-- QUOTED PASSAGE --

________

Courtney Crone, 15, had wrapped up her first Young Guns championship and ran an ad in the printed track program to thank her car owners in three series, her supporters and sponsors. She switched No. 81 Maxim cars with Daniel Anderson, her Steve Watt Racing teammate. She ran off to a half-lap lead by lap 12 of the 15 lap feature. A lap 14 caution for a spinner cut her winning margin to 20-yards. Courtney beat race and series runner-up Hannah Mayhew, 20, by 87 points (551-464).

PAS Young Gun racing started in 2013 and 13 drivers scored points. Logan Williams (driver Rip Williams son) scored 291 points and won the title by three points. 2014 - Trent Williams (unrelated to Rip) scored 348 points and beat the runner-up by 27 points; seven drivers earned points. 2015 – George Morris tallied 372 points and beat second in points by 16; nine drivers scored points. 2016 – Crone scored a series high 551 points and beat second place by 87 as 11 drivers earned points.

________

Can you write the next part of the Young Guns racing report, picking up right after its last sentence?

________

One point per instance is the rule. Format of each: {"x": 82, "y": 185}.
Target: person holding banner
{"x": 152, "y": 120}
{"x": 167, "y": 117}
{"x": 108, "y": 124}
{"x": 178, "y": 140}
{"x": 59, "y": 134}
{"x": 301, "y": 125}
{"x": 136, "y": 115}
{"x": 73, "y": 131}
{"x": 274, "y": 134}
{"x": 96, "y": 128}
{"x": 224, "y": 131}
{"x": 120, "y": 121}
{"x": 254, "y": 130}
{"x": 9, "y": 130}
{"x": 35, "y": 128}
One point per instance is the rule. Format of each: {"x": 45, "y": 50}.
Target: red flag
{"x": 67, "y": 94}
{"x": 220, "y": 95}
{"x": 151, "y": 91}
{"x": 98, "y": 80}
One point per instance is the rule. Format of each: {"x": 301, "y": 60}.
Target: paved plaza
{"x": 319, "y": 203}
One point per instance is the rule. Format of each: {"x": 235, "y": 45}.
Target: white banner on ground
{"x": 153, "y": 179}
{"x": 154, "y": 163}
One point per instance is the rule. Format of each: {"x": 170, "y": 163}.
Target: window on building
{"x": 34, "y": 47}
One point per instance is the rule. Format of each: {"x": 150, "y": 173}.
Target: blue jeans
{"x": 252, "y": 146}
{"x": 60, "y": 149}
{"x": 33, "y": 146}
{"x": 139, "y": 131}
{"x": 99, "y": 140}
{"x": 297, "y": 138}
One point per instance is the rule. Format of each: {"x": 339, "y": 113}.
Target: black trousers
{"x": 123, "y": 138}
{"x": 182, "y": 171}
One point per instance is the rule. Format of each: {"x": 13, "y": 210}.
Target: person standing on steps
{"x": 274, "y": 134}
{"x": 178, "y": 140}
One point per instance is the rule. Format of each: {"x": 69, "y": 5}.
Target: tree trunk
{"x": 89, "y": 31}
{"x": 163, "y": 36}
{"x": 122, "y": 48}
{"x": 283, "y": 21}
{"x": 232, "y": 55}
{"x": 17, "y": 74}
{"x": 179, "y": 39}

________

-- RESULT OF THE TASK --
IMPRESSIVE DRIVERS: Austin Liggett, from Tracy, came south with his No. 83 for the second race in a row to prep for the Oval Nationals. He qualified fourth fastest, finished third in his heat, started third and finished fourth in the feature. A PAS veteran would happily accept that night. ... Danny Faria, Jr. (No. 17v) won his heat and finished eighth in the main. He went to the work area on a lap 9 yellow flag with a broken RF shock. Danny was waiting to be pushed off when the green flag resumed racing. Another quick caution for a stalled car on the backstretch enabled Danny to rejoin the race at the back (P. 18). He raced forward quickly and finished eighth of 15 finishers after passing two cars on lap 27 of 30.

Jake Swanson (No. 92) qualified third quickest in TT but his time was DQ because of the RR tire he used. He had to start last in all his races. Jake came from 9th in heat one to finish second. He started 22nd and finished 7th in the 30-lap main for “hard charger” honors. ... Jake Vander Weerd missed the October 15 PAS event because he was racing in a winged sprint car race closer to his Visalia home.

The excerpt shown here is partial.